- _AIM OF THE EXERCISE_: Wherever the string "collar" appears in the records, return the line that holds it.

Data items
○ ○ ○ ○
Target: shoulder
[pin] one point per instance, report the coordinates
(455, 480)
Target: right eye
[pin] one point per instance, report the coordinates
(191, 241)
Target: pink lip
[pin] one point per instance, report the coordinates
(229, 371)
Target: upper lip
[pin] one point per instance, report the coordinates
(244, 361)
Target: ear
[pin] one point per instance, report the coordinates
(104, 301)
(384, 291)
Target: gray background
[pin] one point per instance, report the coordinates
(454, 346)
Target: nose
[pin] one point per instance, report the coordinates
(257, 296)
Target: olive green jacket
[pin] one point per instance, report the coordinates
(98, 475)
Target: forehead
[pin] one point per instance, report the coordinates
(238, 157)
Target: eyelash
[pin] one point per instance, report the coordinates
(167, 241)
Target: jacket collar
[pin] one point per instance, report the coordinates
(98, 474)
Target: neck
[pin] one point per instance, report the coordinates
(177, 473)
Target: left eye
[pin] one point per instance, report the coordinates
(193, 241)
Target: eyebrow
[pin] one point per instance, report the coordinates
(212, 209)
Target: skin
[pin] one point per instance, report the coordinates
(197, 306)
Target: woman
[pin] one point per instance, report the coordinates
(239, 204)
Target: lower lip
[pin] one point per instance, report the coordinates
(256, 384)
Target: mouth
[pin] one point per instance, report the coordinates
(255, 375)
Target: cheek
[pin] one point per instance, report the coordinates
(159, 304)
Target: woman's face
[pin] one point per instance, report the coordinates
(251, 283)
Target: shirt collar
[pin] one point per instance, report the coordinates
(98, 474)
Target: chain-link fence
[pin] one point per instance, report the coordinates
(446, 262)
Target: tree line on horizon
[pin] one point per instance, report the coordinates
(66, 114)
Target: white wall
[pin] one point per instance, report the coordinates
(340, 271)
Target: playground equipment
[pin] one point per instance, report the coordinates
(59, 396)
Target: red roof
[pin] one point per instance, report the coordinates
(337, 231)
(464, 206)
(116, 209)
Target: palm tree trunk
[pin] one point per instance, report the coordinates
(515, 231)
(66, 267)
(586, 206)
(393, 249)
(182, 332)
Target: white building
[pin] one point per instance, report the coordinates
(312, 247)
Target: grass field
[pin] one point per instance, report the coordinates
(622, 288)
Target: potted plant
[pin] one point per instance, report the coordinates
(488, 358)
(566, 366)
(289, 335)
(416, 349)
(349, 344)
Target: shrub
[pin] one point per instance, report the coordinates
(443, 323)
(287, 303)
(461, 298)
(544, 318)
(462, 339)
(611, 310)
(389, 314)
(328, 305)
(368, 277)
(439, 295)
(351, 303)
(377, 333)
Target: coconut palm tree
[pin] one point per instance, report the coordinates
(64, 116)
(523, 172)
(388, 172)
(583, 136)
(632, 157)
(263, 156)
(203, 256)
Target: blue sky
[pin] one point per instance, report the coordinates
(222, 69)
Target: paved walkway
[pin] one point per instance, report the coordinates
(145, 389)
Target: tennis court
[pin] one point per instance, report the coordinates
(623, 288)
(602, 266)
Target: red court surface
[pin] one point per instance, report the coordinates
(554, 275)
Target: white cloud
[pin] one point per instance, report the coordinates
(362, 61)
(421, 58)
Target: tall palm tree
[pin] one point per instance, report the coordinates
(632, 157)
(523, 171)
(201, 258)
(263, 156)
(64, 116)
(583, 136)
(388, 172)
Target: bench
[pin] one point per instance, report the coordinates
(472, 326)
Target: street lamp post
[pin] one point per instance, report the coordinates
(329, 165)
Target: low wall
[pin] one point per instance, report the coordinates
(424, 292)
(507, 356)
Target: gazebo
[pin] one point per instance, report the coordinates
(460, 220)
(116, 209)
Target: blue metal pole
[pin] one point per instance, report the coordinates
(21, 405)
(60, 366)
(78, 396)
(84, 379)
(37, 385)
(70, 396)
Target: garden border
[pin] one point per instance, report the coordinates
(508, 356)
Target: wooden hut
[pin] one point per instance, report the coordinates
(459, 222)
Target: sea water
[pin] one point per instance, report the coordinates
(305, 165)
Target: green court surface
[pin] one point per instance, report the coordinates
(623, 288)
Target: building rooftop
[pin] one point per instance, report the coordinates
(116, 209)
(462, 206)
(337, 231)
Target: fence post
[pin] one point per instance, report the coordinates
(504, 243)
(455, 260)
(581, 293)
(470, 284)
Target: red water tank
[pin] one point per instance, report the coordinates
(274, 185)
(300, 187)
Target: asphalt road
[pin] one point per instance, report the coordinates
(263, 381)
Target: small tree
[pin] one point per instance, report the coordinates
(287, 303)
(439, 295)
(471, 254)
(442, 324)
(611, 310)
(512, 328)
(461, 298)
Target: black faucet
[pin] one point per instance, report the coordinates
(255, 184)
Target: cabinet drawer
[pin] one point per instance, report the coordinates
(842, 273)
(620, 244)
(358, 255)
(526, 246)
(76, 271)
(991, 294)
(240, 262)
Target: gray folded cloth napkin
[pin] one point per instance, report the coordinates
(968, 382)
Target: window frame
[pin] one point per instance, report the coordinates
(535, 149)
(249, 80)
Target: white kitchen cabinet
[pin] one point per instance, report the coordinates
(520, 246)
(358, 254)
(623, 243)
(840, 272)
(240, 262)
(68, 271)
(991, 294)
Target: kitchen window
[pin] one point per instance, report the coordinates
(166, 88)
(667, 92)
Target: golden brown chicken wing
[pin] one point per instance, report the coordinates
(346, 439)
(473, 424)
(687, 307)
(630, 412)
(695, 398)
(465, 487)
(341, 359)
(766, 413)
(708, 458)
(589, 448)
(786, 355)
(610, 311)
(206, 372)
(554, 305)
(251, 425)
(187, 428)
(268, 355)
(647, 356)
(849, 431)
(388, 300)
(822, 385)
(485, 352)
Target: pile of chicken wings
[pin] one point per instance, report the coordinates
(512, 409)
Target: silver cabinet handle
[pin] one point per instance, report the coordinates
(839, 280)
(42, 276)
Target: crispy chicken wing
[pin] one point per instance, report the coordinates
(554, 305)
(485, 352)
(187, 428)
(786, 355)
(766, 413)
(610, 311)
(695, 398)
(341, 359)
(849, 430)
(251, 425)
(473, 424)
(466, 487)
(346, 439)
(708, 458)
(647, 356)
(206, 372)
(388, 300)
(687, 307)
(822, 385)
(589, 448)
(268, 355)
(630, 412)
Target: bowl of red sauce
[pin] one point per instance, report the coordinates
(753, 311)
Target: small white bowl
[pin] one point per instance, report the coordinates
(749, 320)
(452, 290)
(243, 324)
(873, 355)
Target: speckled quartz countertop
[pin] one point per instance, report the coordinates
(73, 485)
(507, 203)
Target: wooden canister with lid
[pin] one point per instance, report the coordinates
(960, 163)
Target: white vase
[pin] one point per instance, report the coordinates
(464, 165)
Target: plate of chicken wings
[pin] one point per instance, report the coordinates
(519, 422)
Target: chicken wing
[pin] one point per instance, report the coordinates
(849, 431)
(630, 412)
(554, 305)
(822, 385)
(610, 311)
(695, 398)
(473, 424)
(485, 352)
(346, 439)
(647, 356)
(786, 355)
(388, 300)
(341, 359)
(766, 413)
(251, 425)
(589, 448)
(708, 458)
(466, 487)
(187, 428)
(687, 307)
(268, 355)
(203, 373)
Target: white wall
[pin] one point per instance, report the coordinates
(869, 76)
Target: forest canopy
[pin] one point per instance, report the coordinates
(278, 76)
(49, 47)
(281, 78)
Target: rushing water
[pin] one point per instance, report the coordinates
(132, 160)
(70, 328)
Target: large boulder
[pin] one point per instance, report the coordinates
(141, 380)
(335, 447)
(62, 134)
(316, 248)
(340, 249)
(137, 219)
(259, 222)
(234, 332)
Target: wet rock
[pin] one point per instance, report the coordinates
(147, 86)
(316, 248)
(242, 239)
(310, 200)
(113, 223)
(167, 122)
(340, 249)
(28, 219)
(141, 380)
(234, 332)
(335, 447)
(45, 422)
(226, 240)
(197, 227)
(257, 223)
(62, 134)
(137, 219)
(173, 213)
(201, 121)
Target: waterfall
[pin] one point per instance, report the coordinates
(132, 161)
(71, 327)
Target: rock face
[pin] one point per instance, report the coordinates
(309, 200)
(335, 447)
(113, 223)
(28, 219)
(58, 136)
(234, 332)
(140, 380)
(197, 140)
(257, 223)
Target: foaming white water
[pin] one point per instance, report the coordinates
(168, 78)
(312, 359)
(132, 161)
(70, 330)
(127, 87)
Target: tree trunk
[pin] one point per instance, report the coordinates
○ ○ ○ ○
- _ANSWER_:
Target: jacket collar
Target: shirt collar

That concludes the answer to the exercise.